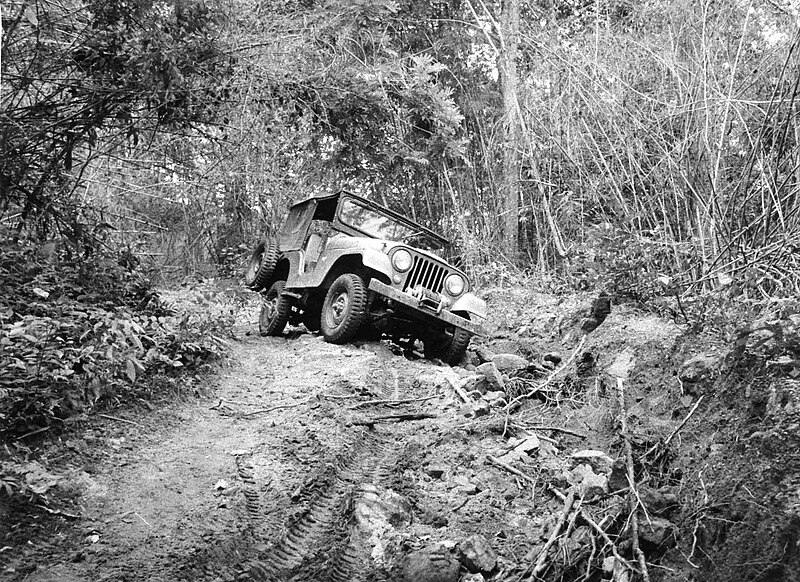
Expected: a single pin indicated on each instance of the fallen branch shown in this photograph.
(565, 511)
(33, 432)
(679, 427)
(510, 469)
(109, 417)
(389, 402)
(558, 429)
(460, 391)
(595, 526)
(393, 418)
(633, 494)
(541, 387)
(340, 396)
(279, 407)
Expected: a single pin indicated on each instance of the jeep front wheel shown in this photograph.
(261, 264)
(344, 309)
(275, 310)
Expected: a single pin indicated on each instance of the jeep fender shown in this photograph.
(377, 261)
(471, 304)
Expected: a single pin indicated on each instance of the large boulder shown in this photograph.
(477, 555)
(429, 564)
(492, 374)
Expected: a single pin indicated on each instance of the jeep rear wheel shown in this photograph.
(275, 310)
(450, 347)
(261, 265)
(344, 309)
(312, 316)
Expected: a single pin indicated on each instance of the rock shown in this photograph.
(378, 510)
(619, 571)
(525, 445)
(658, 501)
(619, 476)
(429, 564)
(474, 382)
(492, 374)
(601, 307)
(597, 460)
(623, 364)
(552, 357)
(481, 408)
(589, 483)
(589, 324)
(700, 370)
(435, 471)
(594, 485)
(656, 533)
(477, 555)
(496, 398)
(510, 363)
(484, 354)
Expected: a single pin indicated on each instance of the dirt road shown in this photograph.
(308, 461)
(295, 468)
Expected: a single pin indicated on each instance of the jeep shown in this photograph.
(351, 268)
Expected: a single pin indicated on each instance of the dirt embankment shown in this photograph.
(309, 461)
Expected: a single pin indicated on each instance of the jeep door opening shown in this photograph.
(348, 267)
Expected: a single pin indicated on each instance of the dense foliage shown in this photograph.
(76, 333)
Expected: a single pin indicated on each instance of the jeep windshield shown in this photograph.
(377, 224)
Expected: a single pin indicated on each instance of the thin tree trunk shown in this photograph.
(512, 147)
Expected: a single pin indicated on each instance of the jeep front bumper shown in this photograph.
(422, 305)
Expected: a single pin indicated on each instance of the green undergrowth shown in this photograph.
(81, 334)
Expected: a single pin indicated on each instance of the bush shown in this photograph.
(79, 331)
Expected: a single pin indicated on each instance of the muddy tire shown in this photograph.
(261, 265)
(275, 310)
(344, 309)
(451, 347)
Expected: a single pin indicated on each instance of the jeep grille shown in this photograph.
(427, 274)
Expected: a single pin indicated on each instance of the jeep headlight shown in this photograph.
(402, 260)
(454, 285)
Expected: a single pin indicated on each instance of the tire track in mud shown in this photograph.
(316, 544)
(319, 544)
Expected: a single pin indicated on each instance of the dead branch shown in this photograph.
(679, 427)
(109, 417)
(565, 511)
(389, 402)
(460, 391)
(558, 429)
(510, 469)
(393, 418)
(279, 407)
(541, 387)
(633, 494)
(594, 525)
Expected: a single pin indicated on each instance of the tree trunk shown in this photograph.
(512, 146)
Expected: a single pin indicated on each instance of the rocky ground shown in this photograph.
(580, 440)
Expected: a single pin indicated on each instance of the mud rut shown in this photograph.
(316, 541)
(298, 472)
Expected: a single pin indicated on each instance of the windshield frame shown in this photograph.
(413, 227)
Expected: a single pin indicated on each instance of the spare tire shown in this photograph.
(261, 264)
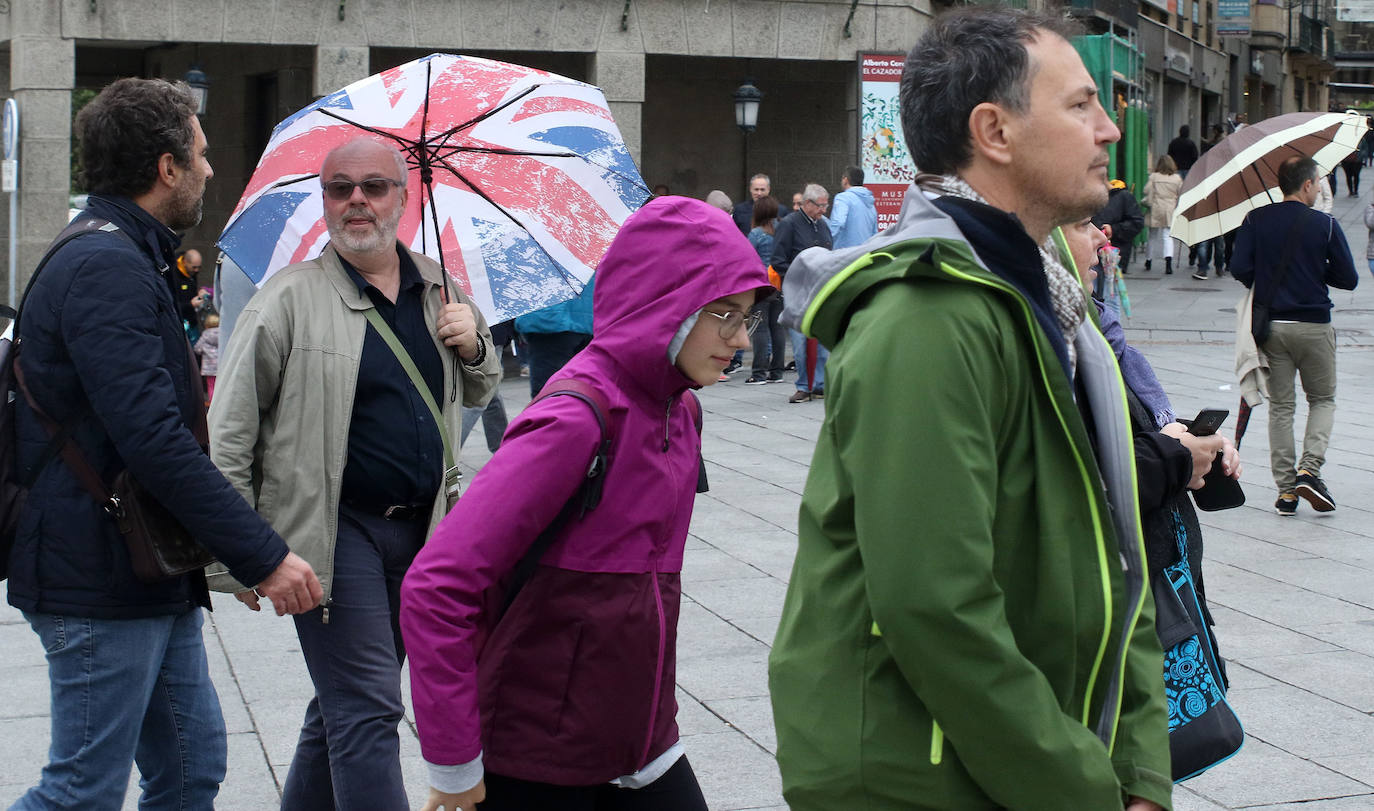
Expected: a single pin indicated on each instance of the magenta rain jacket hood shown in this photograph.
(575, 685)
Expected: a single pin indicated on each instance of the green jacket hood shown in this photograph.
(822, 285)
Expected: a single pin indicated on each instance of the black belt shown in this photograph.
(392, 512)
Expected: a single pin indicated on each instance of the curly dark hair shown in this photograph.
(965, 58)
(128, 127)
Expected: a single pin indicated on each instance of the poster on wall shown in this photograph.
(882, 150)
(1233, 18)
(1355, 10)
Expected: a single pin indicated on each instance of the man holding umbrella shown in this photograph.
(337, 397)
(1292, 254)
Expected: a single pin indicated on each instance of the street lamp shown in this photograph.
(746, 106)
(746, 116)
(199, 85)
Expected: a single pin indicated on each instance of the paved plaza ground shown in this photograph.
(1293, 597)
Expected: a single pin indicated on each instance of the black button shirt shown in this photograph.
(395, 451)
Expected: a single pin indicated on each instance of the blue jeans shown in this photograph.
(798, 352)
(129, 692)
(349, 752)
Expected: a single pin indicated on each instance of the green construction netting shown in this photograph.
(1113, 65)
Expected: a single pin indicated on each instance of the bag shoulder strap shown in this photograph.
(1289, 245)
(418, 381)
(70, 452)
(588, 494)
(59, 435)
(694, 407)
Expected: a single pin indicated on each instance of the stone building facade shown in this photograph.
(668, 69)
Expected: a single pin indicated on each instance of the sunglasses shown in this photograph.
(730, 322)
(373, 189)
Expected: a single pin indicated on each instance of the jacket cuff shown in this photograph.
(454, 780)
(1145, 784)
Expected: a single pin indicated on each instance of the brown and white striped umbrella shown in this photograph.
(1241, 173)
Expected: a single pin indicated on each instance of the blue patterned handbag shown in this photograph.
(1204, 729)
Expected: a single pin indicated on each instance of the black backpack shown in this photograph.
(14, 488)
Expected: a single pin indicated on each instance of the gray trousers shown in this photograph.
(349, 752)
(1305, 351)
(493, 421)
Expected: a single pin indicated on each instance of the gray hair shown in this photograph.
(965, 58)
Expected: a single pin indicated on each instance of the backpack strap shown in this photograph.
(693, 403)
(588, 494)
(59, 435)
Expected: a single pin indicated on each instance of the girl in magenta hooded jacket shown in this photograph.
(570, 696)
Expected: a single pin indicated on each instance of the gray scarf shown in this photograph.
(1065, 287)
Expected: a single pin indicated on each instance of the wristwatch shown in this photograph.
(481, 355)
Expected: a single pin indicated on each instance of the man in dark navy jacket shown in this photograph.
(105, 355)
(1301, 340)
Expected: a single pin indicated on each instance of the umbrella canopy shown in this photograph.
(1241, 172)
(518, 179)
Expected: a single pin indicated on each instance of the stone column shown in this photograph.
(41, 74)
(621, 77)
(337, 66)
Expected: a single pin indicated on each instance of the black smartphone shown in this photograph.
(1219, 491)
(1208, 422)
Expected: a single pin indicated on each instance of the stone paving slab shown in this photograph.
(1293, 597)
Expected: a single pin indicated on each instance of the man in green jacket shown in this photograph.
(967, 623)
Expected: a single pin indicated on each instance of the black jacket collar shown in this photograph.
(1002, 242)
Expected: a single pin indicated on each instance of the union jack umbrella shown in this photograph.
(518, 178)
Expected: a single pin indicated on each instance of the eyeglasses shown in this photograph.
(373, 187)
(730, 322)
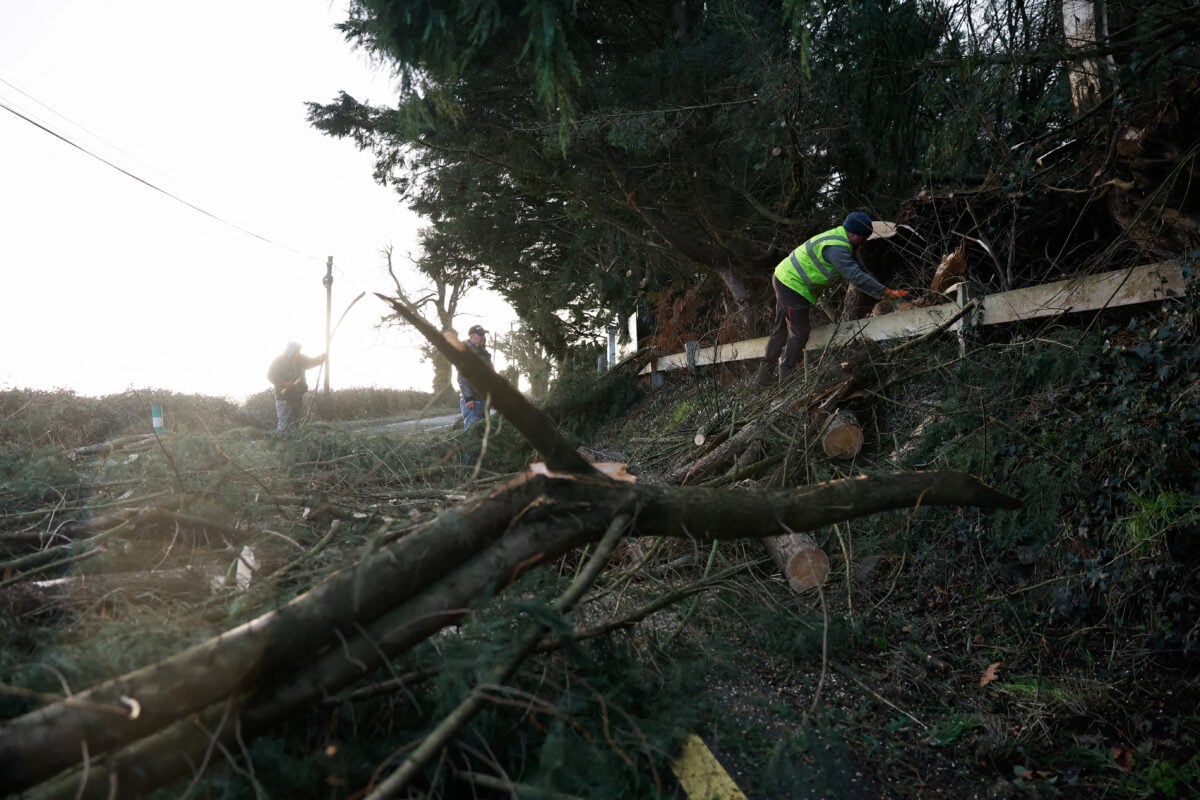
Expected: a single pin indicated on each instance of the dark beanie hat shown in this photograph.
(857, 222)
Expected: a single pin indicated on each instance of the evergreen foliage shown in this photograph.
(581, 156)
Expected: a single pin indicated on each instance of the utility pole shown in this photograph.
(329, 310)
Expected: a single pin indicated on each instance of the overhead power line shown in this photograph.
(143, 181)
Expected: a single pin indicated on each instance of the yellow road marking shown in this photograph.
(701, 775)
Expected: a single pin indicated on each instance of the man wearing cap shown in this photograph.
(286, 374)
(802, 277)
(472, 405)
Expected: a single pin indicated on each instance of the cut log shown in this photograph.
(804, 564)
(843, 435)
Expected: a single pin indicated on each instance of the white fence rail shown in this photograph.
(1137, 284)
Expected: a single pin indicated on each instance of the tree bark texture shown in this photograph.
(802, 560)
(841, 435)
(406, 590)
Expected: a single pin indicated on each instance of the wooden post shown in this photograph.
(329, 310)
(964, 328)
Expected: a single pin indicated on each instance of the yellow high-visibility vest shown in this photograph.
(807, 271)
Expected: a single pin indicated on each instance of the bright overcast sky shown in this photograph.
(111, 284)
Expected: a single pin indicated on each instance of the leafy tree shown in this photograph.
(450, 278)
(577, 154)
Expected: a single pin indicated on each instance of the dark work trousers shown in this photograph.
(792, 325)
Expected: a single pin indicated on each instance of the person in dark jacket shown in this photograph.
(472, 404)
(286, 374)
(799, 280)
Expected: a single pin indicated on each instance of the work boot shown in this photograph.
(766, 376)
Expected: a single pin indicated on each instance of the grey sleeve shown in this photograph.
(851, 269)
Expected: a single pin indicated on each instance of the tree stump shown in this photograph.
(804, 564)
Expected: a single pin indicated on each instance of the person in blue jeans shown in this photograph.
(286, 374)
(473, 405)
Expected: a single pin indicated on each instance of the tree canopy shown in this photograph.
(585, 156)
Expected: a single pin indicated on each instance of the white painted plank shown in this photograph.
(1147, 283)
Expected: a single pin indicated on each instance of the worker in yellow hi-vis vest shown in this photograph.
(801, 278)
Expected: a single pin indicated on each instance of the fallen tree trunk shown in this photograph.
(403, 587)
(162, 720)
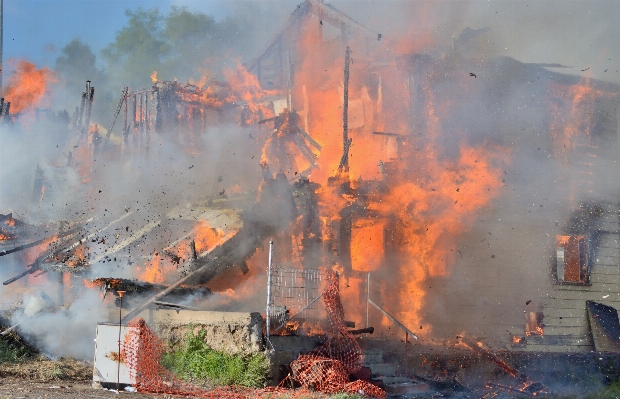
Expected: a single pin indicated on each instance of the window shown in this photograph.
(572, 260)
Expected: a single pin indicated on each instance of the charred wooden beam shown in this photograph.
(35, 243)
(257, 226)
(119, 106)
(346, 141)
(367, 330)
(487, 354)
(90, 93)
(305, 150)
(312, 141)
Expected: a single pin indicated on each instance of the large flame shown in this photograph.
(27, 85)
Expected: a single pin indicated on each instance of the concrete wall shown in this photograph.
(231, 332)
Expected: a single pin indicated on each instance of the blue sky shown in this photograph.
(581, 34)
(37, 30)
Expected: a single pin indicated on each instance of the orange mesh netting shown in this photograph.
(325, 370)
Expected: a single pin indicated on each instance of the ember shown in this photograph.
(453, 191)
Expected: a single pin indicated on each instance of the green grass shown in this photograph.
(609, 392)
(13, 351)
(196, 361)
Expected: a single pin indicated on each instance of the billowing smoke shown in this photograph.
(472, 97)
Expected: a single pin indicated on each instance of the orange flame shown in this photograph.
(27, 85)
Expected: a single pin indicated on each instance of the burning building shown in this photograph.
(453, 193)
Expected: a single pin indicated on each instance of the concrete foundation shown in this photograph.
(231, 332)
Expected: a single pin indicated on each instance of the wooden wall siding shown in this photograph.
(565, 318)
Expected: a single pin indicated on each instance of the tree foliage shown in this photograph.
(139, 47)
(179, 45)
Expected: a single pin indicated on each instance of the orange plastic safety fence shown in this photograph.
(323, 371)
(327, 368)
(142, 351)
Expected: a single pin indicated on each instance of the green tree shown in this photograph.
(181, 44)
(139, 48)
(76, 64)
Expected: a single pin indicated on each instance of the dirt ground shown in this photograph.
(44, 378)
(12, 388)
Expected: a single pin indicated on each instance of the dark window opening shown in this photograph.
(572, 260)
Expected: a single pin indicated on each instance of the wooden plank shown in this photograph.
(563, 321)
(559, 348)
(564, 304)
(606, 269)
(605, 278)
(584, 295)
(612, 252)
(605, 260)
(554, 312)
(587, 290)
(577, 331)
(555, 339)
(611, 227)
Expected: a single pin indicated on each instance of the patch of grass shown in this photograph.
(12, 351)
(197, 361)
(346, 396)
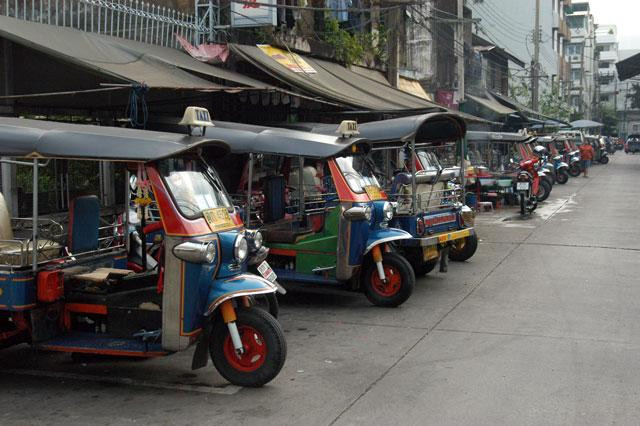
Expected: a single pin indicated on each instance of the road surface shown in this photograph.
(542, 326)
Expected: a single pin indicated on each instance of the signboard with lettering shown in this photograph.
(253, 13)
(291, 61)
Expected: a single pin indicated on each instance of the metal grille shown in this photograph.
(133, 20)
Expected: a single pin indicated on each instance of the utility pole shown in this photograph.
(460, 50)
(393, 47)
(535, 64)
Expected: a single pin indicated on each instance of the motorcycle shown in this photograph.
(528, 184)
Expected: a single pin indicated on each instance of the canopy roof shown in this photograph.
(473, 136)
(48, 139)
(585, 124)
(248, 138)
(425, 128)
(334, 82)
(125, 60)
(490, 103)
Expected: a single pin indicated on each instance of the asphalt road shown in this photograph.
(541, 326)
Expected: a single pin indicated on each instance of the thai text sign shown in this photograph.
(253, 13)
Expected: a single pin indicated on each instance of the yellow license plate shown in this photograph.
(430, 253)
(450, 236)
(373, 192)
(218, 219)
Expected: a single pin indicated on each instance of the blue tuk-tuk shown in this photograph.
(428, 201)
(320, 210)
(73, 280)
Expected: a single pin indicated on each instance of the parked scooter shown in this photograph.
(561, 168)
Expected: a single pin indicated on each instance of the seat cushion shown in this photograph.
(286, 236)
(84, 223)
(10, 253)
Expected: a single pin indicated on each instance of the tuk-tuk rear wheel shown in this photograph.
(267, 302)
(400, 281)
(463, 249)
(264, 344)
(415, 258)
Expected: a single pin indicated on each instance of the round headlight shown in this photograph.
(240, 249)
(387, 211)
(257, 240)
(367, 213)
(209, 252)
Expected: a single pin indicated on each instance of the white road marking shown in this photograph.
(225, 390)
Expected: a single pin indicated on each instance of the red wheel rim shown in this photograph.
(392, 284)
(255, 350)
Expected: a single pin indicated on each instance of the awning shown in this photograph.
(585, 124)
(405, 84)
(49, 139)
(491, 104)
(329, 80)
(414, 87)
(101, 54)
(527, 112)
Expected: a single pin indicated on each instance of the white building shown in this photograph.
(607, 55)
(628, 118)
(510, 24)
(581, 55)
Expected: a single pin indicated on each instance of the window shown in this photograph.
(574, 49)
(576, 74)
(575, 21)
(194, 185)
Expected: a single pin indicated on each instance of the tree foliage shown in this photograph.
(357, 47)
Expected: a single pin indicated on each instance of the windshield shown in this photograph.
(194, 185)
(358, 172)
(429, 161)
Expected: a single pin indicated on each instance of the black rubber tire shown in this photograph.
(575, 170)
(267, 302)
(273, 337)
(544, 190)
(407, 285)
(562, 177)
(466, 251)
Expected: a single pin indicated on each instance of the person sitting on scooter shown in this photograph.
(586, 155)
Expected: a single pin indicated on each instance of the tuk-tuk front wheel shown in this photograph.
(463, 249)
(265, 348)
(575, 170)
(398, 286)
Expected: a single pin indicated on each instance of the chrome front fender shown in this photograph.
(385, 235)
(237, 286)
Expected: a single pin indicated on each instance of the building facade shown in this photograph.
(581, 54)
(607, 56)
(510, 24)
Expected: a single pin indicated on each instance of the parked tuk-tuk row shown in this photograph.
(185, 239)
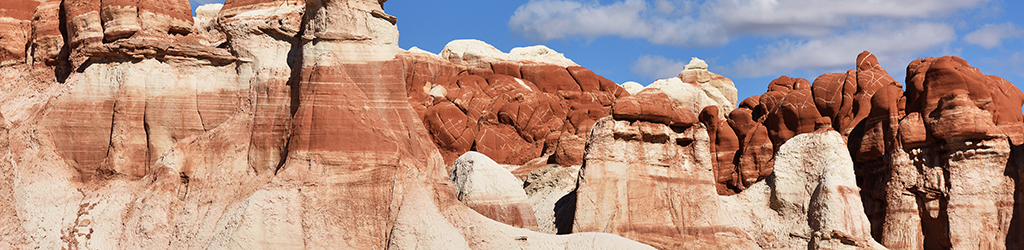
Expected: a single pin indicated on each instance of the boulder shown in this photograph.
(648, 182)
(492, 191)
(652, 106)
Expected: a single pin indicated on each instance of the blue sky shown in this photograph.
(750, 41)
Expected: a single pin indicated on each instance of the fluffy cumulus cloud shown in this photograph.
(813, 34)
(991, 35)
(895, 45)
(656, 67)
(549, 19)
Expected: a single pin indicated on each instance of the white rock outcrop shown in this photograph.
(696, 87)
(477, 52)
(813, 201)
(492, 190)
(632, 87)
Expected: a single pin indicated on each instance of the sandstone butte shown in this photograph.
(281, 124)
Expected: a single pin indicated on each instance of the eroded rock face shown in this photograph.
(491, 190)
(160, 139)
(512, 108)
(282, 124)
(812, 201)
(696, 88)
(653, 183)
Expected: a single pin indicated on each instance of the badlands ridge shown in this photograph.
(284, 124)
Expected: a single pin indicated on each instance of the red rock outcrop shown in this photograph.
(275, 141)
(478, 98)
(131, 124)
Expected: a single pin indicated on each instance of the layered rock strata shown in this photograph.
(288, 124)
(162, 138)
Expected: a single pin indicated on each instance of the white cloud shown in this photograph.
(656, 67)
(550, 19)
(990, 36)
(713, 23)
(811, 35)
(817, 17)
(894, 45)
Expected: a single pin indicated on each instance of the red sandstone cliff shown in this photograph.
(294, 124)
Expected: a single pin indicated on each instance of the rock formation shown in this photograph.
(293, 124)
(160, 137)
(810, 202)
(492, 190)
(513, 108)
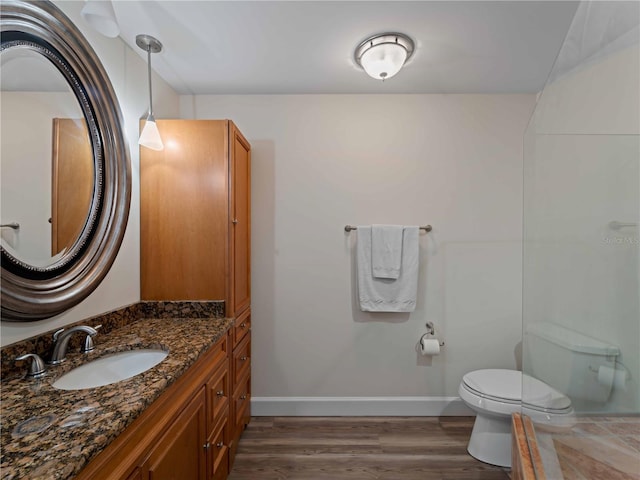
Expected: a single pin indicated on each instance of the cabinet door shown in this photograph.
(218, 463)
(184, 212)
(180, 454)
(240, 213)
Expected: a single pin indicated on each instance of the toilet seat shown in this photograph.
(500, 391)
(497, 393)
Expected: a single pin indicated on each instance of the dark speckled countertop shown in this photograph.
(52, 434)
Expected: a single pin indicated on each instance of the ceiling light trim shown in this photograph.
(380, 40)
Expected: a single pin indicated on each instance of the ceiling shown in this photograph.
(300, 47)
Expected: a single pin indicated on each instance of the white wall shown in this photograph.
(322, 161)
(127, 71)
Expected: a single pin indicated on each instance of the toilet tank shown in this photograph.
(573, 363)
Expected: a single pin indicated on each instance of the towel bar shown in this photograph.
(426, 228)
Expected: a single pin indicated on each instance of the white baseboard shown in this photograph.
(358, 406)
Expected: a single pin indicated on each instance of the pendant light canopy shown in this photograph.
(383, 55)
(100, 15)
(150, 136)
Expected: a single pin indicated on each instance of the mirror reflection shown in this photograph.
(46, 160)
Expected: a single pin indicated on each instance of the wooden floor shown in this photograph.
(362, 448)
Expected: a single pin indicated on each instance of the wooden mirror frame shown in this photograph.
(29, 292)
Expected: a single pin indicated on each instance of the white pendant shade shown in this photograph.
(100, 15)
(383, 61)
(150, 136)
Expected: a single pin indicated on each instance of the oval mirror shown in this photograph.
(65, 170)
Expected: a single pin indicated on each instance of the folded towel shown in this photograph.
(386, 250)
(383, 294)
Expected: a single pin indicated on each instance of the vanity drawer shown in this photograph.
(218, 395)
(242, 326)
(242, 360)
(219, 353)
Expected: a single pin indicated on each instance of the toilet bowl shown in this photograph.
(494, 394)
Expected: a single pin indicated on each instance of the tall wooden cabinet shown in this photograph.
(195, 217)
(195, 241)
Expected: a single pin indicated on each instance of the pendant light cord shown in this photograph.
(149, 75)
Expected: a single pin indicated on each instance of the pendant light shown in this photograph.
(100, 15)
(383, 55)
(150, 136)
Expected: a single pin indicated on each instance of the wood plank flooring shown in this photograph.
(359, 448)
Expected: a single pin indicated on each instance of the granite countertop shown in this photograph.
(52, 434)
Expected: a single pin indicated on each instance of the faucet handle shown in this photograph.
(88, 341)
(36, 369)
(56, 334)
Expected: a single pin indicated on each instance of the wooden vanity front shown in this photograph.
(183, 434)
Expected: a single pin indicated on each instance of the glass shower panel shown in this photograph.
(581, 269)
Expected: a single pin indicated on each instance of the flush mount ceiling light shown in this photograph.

TASK GOAL:
Copy out exactly the lines from the one containing "Expected: a single pin indicated on each instance of the faucet" through the last line above, keeping both end lines.

COMPLETED EXERCISE:
Expected: a single pin indicated on each instance of the faucet handle shown in this photograph.
(88, 341)
(36, 369)
(56, 334)
Expected: a single pin indicated on each instance of the wooden vanity front shown in this photograph.
(183, 434)
Expected: a single pin indicated on each instance of the glass shower panel shown in this photograph.
(581, 269)
Expected: a single pin indicated on each instance of the flush mount ceiling light shown in this photograph.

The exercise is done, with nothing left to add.